Fact is, Cthulhu imagery is everywhere in geekdom. There's even an O'Reilly T-shirt that features a menacing, squidish beast identified as Cthulhu attacking Microsoft. And have you ever plugged the word Cthulhu into any search engine? It will return about a zillion hits from all over the world. Like Star Trek, the Cthulhu mythos has become a deeply meaningful geek touchstone.
Cthulhu, also known as the Deep One, is a monstrous, chaotic force (often depicted as a squid) dreamed up by infamous pulp writer H.P. Lovecraft back in the 1920s. Until his untimely death in the early 1930s, good old H.P. (Howard to his buddies) used to stay up every night--in true proto-geek form--drinking coffee, eating candy and writing scads of bizarre sci-fi horror stories for Weird Tales magazine.
Sleeping far beneath the ocean, Lovecraft's Cthulhu is part of an ancient, intelligent race whose minions (the Deep Ones) colonized Earth long before humans evolved. When Cthulhu awakens--as he does in Lovecraft's short story "Call of Cthulhu"--he causes humans to dream of geometrically incomprehensible cities, pre-human forms of icky sex and other "eldrich horrors." Anyone who beholds him is driven utterly, completely, wildly insane.

* * * * * * * * *

Exercise instructions:
1: Reproduce the passage on Cthulhu word for word, from "Fact is, Cthulhu" to "Weird Tales magazine.".
2: Write the next part of the passage on Cthulhu, picking up after its final sentence.

* * * * * * * * *

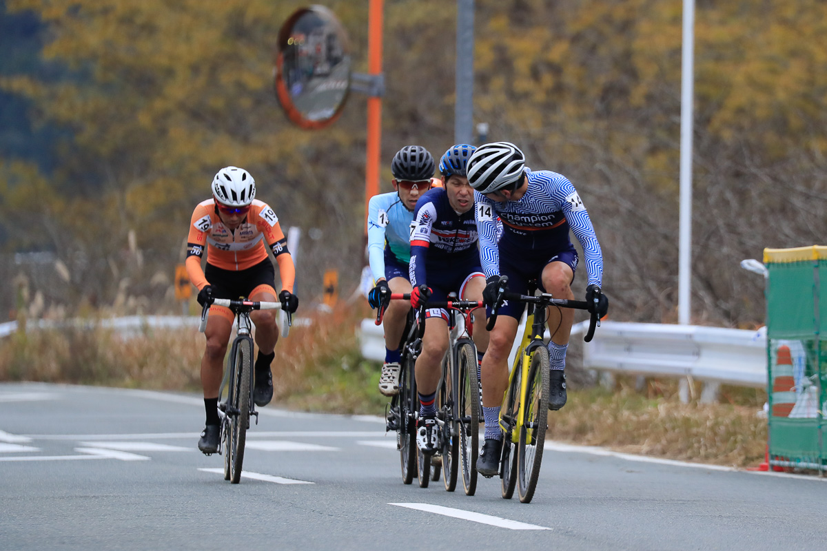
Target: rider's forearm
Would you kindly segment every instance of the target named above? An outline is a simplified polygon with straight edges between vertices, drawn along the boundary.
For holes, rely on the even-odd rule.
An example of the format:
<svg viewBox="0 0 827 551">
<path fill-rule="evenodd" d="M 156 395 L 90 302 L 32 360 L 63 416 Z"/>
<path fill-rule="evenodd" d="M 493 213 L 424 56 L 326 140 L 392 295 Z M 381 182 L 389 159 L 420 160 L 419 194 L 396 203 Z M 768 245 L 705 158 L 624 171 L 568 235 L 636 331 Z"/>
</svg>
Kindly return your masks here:
<svg viewBox="0 0 827 551">
<path fill-rule="evenodd" d="M 187 275 L 189 276 L 189 281 L 193 283 L 193 285 L 198 291 L 203 288 L 204 285 L 209 284 L 206 276 L 204 276 L 204 271 L 201 269 L 200 256 L 196 256 L 195 254 L 188 256 L 184 265 L 187 268 Z"/>
<path fill-rule="evenodd" d="M 600 244 L 595 235 L 595 228 L 591 225 L 589 213 L 585 210 L 566 214 L 566 219 L 571 228 L 571 232 L 583 247 L 583 260 L 586 263 L 586 271 L 589 274 L 589 285 L 602 285 L 603 282 L 603 253 Z"/>
<path fill-rule="evenodd" d="M 279 275 L 281 277 L 281 288 L 293 292 L 293 285 L 296 280 L 296 267 L 293 264 L 293 257 L 289 254 L 280 254 L 275 257 L 279 263 Z"/>
</svg>

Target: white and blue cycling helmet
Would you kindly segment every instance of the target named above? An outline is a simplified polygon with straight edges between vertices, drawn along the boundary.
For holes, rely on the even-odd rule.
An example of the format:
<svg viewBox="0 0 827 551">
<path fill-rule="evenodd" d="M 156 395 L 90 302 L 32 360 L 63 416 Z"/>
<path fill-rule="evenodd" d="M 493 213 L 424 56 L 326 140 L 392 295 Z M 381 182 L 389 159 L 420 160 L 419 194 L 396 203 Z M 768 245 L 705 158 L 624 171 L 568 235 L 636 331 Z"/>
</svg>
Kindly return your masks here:
<svg viewBox="0 0 827 551">
<path fill-rule="evenodd" d="M 457 144 L 449 147 L 439 159 L 439 173 L 442 178 L 447 179 L 453 174 L 466 177 L 468 159 L 476 150 L 476 147 L 468 144 Z"/>
<path fill-rule="evenodd" d="M 508 141 L 476 148 L 467 164 L 468 183 L 480 193 L 514 188 L 523 178 L 525 155 Z"/>
</svg>

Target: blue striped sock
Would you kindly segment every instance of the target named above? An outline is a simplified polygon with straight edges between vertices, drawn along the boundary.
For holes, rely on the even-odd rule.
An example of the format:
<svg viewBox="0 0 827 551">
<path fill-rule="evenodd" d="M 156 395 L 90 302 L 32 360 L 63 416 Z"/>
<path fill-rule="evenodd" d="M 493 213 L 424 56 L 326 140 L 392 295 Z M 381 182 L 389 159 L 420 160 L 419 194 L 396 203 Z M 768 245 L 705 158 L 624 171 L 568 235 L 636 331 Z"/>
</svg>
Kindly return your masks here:
<svg viewBox="0 0 827 551">
<path fill-rule="evenodd" d="M 393 363 L 394 362 L 399 363 L 400 359 L 402 359 L 402 352 L 400 352 L 399 349 L 391 350 L 388 347 L 385 348 L 385 363 Z"/>
<path fill-rule="evenodd" d="M 433 417 L 437 415 L 437 393 L 433 394 L 422 394 L 421 392 L 417 392 L 419 395 L 419 416 L 420 417 Z"/>
<path fill-rule="evenodd" d="M 503 433 L 500 430 L 500 406 L 482 406 L 482 415 L 485 417 L 485 439 L 503 439 Z"/>
<path fill-rule="evenodd" d="M 557 344 L 553 340 L 548 341 L 548 359 L 551 360 L 552 369 L 562 371 L 566 368 L 566 350 L 568 344 Z"/>
</svg>

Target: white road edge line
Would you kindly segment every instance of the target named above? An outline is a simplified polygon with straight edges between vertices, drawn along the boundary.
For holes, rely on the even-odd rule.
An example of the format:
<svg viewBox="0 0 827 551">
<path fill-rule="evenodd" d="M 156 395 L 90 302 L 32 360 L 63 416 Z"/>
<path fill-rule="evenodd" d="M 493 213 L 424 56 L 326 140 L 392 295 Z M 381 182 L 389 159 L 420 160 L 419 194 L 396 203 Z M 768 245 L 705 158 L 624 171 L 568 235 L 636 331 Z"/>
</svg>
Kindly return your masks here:
<svg viewBox="0 0 827 551">
<path fill-rule="evenodd" d="M 439 505 L 431 505 L 430 503 L 389 503 L 388 505 L 394 505 L 399 507 L 407 507 L 408 509 L 423 511 L 427 513 L 444 515 L 445 516 L 451 516 L 455 519 L 462 519 L 464 520 L 471 520 L 471 522 L 479 522 L 480 524 L 496 526 L 497 528 L 507 528 L 512 530 L 552 530 L 551 528 L 547 528 L 545 526 L 529 525 L 525 522 L 518 522 L 517 520 L 509 520 L 508 519 L 504 519 L 500 516 L 483 515 L 482 513 L 475 513 L 471 511 L 453 509 L 452 507 L 443 507 Z"/>
<path fill-rule="evenodd" d="M 5 430 L 0 430 L 0 442 L 7 442 L 9 444 L 28 444 L 31 441 L 31 439 L 28 436 L 12 435 L 6 432 Z"/>
<path fill-rule="evenodd" d="M 199 471 L 203 471 L 204 473 L 217 473 L 218 474 L 224 474 L 223 468 L 198 468 Z M 261 473 L 250 473 L 249 471 L 241 471 L 241 478 L 251 478 L 253 480 L 263 480 L 265 482 L 275 482 L 276 484 L 315 484 L 316 482 L 311 482 L 307 480 L 296 480 L 295 478 L 284 478 L 284 477 L 275 477 L 271 474 L 261 474 Z"/>
</svg>

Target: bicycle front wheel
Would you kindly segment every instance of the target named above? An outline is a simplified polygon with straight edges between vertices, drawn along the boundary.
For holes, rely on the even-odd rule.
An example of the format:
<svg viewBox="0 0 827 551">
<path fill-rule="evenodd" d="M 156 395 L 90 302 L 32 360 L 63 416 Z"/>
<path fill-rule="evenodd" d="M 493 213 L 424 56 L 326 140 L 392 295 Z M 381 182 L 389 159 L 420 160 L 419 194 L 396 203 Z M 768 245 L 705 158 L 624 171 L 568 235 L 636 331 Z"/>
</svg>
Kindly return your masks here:
<svg viewBox="0 0 827 551">
<path fill-rule="evenodd" d="M 251 361 L 253 356 L 253 341 L 249 337 L 238 340 L 236 353 L 231 356 L 234 366 L 231 373 L 235 378 L 230 379 L 232 411 L 227 446 L 230 482 L 237 484 L 241 478 L 241 465 L 244 463 L 244 444 L 247 436 L 247 423 L 250 420 L 250 382 L 252 376 Z"/>
<path fill-rule="evenodd" d="M 397 446 L 402 467 L 402 482 L 410 484 L 417 468 L 416 422 L 414 407 L 418 404 L 416 380 L 414 378 L 414 362 L 405 354 L 399 373 L 399 427 L 396 433 Z"/>
<path fill-rule="evenodd" d="M 448 349 L 442 359 L 442 381 L 439 385 L 437 399 L 439 401 L 439 412 L 442 418 L 442 430 L 440 434 L 440 453 L 442 455 L 442 467 L 445 471 L 445 490 L 457 489 L 457 475 L 459 473 L 459 414 L 457 411 L 456 385 L 454 373 L 456 362 L 453 350 Z M 432 480 L 437 480 L 432 477 Z"/>
<path fill-rule="evenodd" d="M 515 362 L 522 363 L 522 354 L 518 354 Z M 517 446 L 514 445 L 514 427 L 519 412 L 519 390 L 522 370 L 518 365 L 517 373 L 511 378 L 503 406 L 500 410 L 500 425 L 503 430 L 502 487 L 503 499 L 511 499 L 517 485 Z"/>
<path fill-rule="evenodd" d="M 476 492 L 476 459 L 480 454 L 480 383 L 476 354 L 469 343 L 457 351 L 457 406 L 459 415 L 462 486 L 466 496 Z"/>
<path fill-rule="evenodd" d="M 531 367 L 525 391 L 523 426 L 518 447 L 517 482 L 519 501 L 528 503 L 534 496 L 543 461 L 548 420 L 548 349 L 538 346 L 531 354 Z"/>
</svg>

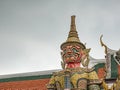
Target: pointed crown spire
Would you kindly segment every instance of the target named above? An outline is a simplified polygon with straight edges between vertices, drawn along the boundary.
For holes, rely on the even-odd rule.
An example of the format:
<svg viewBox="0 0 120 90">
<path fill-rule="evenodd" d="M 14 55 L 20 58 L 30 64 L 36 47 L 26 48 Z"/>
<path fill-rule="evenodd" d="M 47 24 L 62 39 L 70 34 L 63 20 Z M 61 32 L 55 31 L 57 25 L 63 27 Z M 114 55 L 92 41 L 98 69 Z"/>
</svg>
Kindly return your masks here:
<svg viewBox="0 0 120 90">
<path fill-rule="evenodd" d="M 80 39 L 78 37 L 78 33 L 76 31 L 76 25 L 75 25 L 75 15 L 71 16 L 71 26 L 70 26 L 70 31 L 69 31 L 69 34 L 68 34 L 68 38 L 66 40 L 66 42 L 64 42 L 62 45 L 61 45 L 61 49 L 67 44 L 79 44 L 81 45 L 81 47 L 83 49 L 85 49 L 85 45 L 83 43 L 80 42 Z"/>
</svg>

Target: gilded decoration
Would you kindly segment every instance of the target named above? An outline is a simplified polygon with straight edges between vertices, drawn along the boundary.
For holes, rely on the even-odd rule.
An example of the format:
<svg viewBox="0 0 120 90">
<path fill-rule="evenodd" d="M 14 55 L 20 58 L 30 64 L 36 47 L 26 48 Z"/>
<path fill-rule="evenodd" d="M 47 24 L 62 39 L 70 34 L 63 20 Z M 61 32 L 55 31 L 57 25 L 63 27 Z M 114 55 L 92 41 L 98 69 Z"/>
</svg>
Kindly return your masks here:
<svg viewBox="0 0 120 90">
<path fill-rule="evenodd" d="M 108 54 L 107 46 L 105 54 Z M 116 80 L 111 89 L 108 87 L 105 78 L 107 65 L 95 68 L 88 68 L 90 49 L 80 41 L 75 25 L 75 16 L 71 16 L 70 31 L 67 40 L 61 44 L 61 71 L 54 72 L 47 85 L 48 90 L 120 90 L 120 78 Z M 120 53 L 116 53 L 116 59 L 119 61 Z M 106 58 L 108 59 L 108 58 Z M 98 65 L 99 66 L 99 65 Z M 104 71 L 104 73 L 103 73 Z M 98 74 L 103 77 L 98 77 Z"/>
</svg>

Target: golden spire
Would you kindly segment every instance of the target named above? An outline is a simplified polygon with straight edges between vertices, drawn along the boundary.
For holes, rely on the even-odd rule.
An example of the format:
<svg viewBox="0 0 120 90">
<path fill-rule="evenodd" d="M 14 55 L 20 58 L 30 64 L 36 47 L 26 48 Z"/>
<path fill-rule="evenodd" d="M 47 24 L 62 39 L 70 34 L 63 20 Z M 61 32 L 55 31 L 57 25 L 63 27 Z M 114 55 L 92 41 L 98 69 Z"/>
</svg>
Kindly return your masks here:
<svg viewBox="0 0 120 90">
<path fill-rule="evenodd" d="M 80 42 L 78 33 L 76 31 L 76 25 L 75 25 L 75 16 L 71 16 L 71 27 L 70 32 L 67 38 L 67 42 Z"/>
<path fill-rule="evenodd" d="M 85 49 L 85 45 L 80 42 L 80 39 L 78 37 L 78 33 L 76 31 L 76 25 L 75 25 L 75 15 L 71 16 L 71 26 L 70 26 L 70 32 L 68 34 L 68 38 L 66 42 L 64 42 L 61 45 L 61 49 L 66 46 L 66 44 L 79 44 L 83 49 Z"/>
</svg>

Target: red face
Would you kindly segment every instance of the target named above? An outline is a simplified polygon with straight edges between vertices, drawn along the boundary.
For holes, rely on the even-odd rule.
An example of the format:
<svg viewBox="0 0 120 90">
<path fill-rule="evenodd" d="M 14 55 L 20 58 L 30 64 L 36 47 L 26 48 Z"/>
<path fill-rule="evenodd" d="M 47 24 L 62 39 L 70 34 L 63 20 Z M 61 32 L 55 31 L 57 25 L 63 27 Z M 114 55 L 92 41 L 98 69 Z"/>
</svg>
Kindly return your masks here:
<svg viewBox="0 0 120 90">
<path fill-rule="evenodd" d="M 80 62 L 81 60 L 81 48 L 79 46 L 69 45 L 63 49 L 62 57 L 66 63 Z"/>
</svg>

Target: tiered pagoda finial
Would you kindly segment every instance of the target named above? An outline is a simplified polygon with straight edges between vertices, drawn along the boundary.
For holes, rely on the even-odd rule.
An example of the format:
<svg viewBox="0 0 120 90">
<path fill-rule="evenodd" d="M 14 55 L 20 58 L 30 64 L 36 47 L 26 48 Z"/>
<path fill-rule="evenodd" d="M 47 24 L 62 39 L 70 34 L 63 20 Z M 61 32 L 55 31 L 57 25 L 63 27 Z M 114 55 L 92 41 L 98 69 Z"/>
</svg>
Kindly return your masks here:
<svg viewBox="0 0 120 90">
<path fill-rule="evenodd" d="M 70 31 L 68 34 L 68 38 L 66 40 L 66 42 L 64 42 L 61 45 L 61 49 L 66 46 L 66 44 L 71 44 L 71 43 L 77 43 L 80 44 L 80 46 L 85 49 L 85 45 L 83 43 L 80 42 L 80 39 L 78 37 L 78 32 L 76 30 L 76 25 L 75 25 L 75 15 L 71 16 L 71 26 L 70 26 Z"/>
</svg>

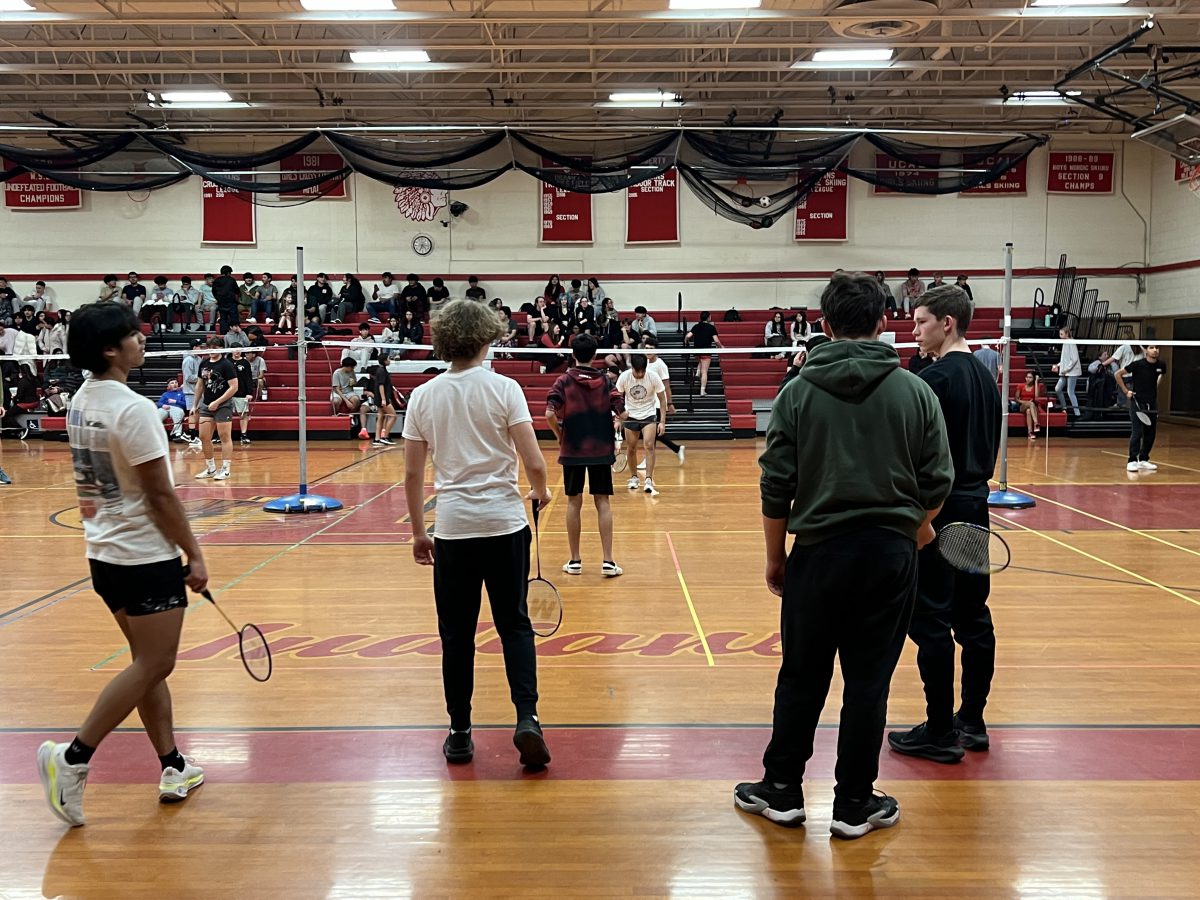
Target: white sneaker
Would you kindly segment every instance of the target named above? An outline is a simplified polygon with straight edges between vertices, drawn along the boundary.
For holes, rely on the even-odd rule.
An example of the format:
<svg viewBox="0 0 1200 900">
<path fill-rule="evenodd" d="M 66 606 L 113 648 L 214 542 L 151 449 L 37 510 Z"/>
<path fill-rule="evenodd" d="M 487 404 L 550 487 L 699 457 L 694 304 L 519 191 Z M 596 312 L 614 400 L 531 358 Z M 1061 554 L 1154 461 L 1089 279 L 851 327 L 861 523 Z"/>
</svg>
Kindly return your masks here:
<svg viewBox="0 0 1200 900">
<path fill-rule="evenodd" d="M 158 780 L 158 800 L 162 803 L 179 803 L 187 798 L 187 792 L 193 787 L 204 784 L 204 769 L 193 766 L 191 760 L 184 760 L 184 770 L 179 772 L 170 767 L 162 770 Z"/>
<path fill-rule="evenodd" d="M 84 823 L 83 788 L 88 784 L 88 767 L 67 766 L 64 754 L 68 746 L 47 740 L 37 748 L 37 774 L 50 812 L 74 827 Z"/>
</svg>

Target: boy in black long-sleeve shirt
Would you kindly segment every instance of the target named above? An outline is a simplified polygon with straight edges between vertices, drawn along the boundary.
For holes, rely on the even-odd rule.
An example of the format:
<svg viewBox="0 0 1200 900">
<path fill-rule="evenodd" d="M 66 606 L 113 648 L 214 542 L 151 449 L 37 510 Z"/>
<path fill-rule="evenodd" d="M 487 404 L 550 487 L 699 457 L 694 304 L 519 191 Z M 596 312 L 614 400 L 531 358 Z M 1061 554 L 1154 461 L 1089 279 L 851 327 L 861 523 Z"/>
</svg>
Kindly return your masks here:
<svg viewBox="0 0 1200 900">
<path fill-rule="evenodd" d="M 989 527 L 988 480 L 996 469 L 1004 410 L 995 376 L 971 353 L 965 335 L 973 304 L 958 287 L 926 292 L 913 311 L 913 337 L 937 361 L 920 378 L 934 389 L 954 457 L 954 487 L 934 521 Z M 908 635 L 925 685 L 926 720 L 892 732 L 892 749 L 934 762 L 959 762 L 962 750 L 986 750 L 983 708 L 996 668 L 996 632 L 988 610 L 991 578 L 950 568 L 932 546 L 920 553 L 917 608 Z M 962 703 L 954 712 L 954 642 L 962 647 Z"/>
</svg>

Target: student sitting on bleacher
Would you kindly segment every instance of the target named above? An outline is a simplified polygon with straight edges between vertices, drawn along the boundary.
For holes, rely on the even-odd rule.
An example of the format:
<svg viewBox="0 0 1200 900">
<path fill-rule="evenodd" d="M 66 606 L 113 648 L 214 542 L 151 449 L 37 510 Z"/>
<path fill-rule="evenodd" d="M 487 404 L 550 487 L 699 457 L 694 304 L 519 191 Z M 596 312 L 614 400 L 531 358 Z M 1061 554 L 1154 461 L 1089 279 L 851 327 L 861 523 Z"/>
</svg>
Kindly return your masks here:
<svg viewBox="0 0 1200 900">
<path fill-rule="evenodd" d="M 167 382 L 167 390 L 158 397 L 158 419 L 167 421 L 170 419 L 170 439 L 187 440 L 184 437 L 184 414 L 187 412 L 187 398 L 179 389 L 179 380 L 172 378 Z"/>
</svg>

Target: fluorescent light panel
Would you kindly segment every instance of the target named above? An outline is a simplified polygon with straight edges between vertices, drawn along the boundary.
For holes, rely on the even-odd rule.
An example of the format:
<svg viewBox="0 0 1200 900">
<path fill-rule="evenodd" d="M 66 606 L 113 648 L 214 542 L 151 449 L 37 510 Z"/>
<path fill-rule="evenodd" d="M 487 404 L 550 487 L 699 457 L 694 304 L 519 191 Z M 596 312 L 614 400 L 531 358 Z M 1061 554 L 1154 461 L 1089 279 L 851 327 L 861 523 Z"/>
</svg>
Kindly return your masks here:
<svg viewBox="0 0 1200 900">
<path fill-rule="evenodd" d="M 667 91 L 617 91 L 610 94 L 608 100 L 613 103 L 673 103 L 679 100 L 679 95 Z"/>
<path fill-rule="evenodd" d="M 427 50 L 350 50 L 350 62 L 428 62 Z"/>
<path fill-rule="evenodd" d="M 812 54 L 814 62 L 887 62 L 894 50 L 886 47 L 868 49 L 827 49 Z"/>
<path fill-rule="evenodd" d="M 392 0 L 300 0 L 311 12 L 378 12 L 395 10 Z"/>
<path fill-rule="evenodd" d="M 1033 0 L 1031 6 L 1124 6 L 1129 0 Z"/>
<path fill-rule="evenodd" d="M 670 10 L 757 10 L 762 0 L 671 0 Z"/>
<path fill-rule="evenodd" d="M 232 103 L 233 97 L 228 91 L 203 91 L 186 90 L 182 88 L 168 89 L 158 92 L 158 98 L 163 103 Z"/>
</svg>

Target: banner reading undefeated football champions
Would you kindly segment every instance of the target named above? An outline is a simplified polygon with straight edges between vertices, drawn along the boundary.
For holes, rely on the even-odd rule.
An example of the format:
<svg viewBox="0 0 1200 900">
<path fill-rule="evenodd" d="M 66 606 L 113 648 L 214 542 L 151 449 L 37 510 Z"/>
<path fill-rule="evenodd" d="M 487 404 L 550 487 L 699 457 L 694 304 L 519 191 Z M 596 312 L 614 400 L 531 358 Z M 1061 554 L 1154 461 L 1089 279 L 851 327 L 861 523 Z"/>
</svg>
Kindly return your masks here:
<svg viewBox="0 0 1200 900">
<path fill-rule="evenodd" d="M 253 244 L 254 203 L 250 193 L 235 187 L 202 182 L 203 244 Z"/>
<path fill-rule="evenodd" d="M 544 244 L 587 244 L 592 240 L 592 194 L 541 185 Z"/>
<path fill-rule="evenodd" d="M 679 176 L 674 169 L 625 190 L 625 242 L 679 240 Z"/>
<path fill-rule="evenodd" d="M 844 241 L 850 236 L 845 172 L 827 172 L 796 205 L 796 240 Z"/>
</svg>

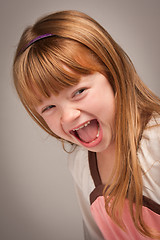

* * * * * * * * *

Outputs in order:
1:
Fact is, Cthulhu imagery is everywhere in geekdom. There's even an O'Reilly T-shirt that features a menacing, squidish beast identified as Cthulhu attacking Microsoft. And have you ever plugged the word Cthulhu into any search engine? It will return about a zillion hits from all over the world. Like Star Trek, the Cthulhu mythos has become a deeply meaningful geek touchstone.
Cthulhu, also known as the Deep One, is a monstrous, chaotic force (often depicted as a squid) dreamed up by infamous pulp writer H.P. Lovecraft back in the 1920s. Until his untimely death in the early 1930s, good old H.P. (Howard to his buddies) used to stay up every night--in true proto-geek form--drinking coffee, eating candy and writing scads of bizarre sci-fi horror stories for Weird Tales magazine.

2:
There are a lot of insane characters in Lovecraft's stories, and Cthulhu or his spawn are often at the bottom of it. That's where geeks and their lives come in. Among the geekish tribe, Cthulhu has become a sort of a symbol for the dark side of science. He is the hidden, chaotic force that drives all forms of tech innovation and the destroyer of human sanity when scientific rationality breaks down.
References to Cthulhu and Cthulhu-like creatures are everywhere in the geek world. The other day, my friend, Stu (a fabulous deep backend coder for Juniper), was talking about the habit many old-time hackers have of inserting a particular warning comment into a truly ugly, slimy piece of inexplicable code. The warning reads: "Here there be dragons."
Beneath the perfect algorithms, under the binary seas, there lurk enigmas so impossible that they might as well be magical beasts. Although science is supposed to be a clean, straightforward way of doing things and seeing the world, it's actually a pretty messy, intuitive business. And that's a little scary, not to say maddening.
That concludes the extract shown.